* _EXERCISE GOAL_
Swap every occurrence of "pixel coordinates" in the lines below for "image coordinates", then write all the lines out again with nothing else altered.

[Begin EXERCISE MATERIALS]

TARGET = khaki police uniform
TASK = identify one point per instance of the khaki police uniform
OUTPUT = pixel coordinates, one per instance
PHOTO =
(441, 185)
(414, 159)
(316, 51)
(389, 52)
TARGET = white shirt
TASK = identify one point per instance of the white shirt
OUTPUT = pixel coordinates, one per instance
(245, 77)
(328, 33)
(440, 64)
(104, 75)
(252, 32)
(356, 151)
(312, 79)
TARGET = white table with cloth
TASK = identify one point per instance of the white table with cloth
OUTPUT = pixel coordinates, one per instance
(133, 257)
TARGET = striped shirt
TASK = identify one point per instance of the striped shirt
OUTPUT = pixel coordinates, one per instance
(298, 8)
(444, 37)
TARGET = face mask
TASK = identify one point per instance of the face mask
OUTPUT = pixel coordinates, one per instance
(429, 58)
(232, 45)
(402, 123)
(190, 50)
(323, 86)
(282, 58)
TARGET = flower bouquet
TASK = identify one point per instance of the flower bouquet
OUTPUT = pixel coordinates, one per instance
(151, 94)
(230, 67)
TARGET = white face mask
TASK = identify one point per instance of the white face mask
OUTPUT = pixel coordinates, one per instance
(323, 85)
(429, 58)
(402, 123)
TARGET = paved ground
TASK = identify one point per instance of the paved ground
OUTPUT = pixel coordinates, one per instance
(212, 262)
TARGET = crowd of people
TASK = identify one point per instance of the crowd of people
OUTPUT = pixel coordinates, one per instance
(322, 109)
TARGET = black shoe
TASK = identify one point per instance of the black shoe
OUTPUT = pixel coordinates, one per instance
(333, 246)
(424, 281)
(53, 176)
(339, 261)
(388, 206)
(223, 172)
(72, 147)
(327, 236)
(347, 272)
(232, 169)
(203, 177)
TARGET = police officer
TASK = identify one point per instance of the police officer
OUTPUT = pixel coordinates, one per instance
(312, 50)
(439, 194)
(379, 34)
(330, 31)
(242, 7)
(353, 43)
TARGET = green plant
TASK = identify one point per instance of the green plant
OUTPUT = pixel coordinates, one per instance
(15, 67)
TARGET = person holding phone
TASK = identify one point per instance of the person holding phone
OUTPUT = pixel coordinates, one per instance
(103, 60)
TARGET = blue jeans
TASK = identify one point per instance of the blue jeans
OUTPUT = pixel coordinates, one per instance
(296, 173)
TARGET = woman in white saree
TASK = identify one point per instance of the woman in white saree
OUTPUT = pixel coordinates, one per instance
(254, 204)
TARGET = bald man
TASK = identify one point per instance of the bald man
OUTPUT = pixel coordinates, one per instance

[End EXERCISE MATERIALS]

* _TASK OUTPUT_
TARGET = khaki police uniform
TASK = identify one point per instance of the khaki police uniform
OUTPUT = image coordinates, one per instance
PHOTO =
(441, 185)
(414, 159)
(316, 51)
(389, 52)
TARGET = white shirt
TASK = identify one point per instance of the white shirt
OUTPUT = image coordinates, one per instance
(245, 77)
(328, 33)
(440, 64)
(104, 75)
(252, 32)
(356, 151)
(312, 79)
TARGET = white table with cloth
TASK = identify one point per instance of the white table with cloth
OUTPUT = image coordinates, one per instance
(133, 257)
TARGET = striped shirt
TASK = identify one point per instance of the striped shirt
OUTPUT = image coordinates, one per instance
(298, 8)
(444, 37)
TARGET = face mask
TASK = identify one point per instance of the face mask
OUTPUT = image coordinates, one per instance
(429, 58)
(232, 45)
(402, 123)
(190, 50)
(323, 86)
(282, 58)
TARGET = flower bouquet
TASK = identify one point per instance of the flower bouquet
OUTPUT = image coordinates, one per instance
(151, 94)
(230, 67)
TARGET = white face mask
TASK = identify one point per instance of the white face mask
OUTPUT = image coordinates, one per instance
(323, 85)
(429, 58)
(402, 123)
TARGET = paved ground
TASK = identify one point per instance of the paved ground
OUTPUT = image coordinates, one per instance
(212, 262)
TARGET = crowd of people
TASK = identify one point per instance of the crowd of people
OUTPUT = image coordinates, one per instance
(322, 109)
TARGET = black shoe
TASK = identify one point per instance of the black shoe
OUTPUT = image coordinates, one per instance
(333, 246)
(424, 281)
(53, 176)
(339, 261)
(388, 206)
(223, 172)
(72, 147)
(327, 236)
(347, 272)
(232, 169)
(203, 177)
TARGET = police officer
TASK = identify one point per instance of the police officer
OUTPUT = image coordinates, one per instance
(312, 50)
(439, 194)
(379, 34)
(330, 31)
(242, 7)
(353, 43)
TARGET = green plant
TASK = identify one point per instance of the green plant
OUTPUT = image coordinates, one per instance
(15, 67)
TARGET = person holding phone
TASK = identify one point per instance of the person holding phone
OUTPUT = image coordinates, one per instance
(103, 60)
TARGET = blue jeans
TASK = identify one point per instance of the blue jeans
OUTPUT = image coordinates, one per instance
(296, 173)
TARGET = woman in white saree
TASK = identify one point per instance of the woman in white saree
OUTPUT = image coordinates, one per instance
(254, 204)
TARGET = bald man
TASK = identify one point per instance of the bald man
OUTPUT = image coordinates, one per instance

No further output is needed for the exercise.